__Objective__. Rewrite every line in the stretch of the listing from the line containing "Where can the lamp" through the end of the listing, increasing each coordinate value by 3 and leaving all other text unchanged.
--- start Task data ---
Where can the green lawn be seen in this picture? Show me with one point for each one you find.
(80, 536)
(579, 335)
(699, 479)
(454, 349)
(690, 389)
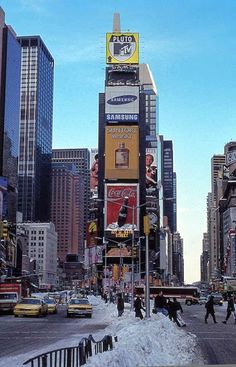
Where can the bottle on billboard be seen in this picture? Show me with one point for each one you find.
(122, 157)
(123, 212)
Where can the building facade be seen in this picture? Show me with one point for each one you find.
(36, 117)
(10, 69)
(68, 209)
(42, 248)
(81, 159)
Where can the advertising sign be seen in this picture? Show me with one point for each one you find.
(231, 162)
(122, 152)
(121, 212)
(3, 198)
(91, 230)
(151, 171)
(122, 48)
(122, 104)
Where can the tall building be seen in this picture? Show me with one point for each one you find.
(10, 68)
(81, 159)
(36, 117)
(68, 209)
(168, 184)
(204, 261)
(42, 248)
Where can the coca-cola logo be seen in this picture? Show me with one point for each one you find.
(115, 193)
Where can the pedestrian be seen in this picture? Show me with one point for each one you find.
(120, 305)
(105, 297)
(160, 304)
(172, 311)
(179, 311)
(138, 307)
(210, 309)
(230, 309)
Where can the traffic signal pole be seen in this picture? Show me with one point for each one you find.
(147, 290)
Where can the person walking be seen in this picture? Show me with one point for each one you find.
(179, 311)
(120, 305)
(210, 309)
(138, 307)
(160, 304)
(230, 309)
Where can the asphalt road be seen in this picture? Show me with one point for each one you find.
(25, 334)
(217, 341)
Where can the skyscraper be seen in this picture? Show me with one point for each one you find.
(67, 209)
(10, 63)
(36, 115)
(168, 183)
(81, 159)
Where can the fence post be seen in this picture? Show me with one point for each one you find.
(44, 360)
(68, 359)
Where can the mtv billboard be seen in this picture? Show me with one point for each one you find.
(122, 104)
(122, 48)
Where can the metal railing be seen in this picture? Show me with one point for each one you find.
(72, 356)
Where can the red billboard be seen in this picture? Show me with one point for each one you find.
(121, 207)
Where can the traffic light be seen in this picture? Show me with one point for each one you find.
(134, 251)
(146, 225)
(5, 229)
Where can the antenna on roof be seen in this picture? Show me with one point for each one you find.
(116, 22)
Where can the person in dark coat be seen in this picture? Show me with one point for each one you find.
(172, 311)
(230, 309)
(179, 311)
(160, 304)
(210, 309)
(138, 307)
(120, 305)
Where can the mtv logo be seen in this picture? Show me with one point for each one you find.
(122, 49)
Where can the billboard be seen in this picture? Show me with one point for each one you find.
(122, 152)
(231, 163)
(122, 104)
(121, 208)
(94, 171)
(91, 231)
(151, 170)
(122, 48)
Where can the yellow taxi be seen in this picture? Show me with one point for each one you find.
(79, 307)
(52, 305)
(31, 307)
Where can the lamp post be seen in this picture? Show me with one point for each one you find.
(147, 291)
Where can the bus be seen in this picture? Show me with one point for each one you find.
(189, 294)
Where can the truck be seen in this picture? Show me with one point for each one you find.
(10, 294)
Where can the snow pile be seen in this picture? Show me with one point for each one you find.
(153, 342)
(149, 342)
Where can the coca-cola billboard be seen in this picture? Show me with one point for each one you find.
--- end Task data ---
__Answer__.
Where can the lamp post be seen in this picture? Show me with one point for each one you find.
(150, 294)
Where can the bus be seen in this picture? Show me with one point for each one you find.
(192, 297)
Where can the truck be seen in this picture? Show me with one point for each one you find.
(13, 297)
Where can the snow pile be seen in this picture? Show me with one point for each one you find.
(156, 345)
(152, 345)
Where can the coca-cola billboard be seen in this picture? Show me with one point for each one you find.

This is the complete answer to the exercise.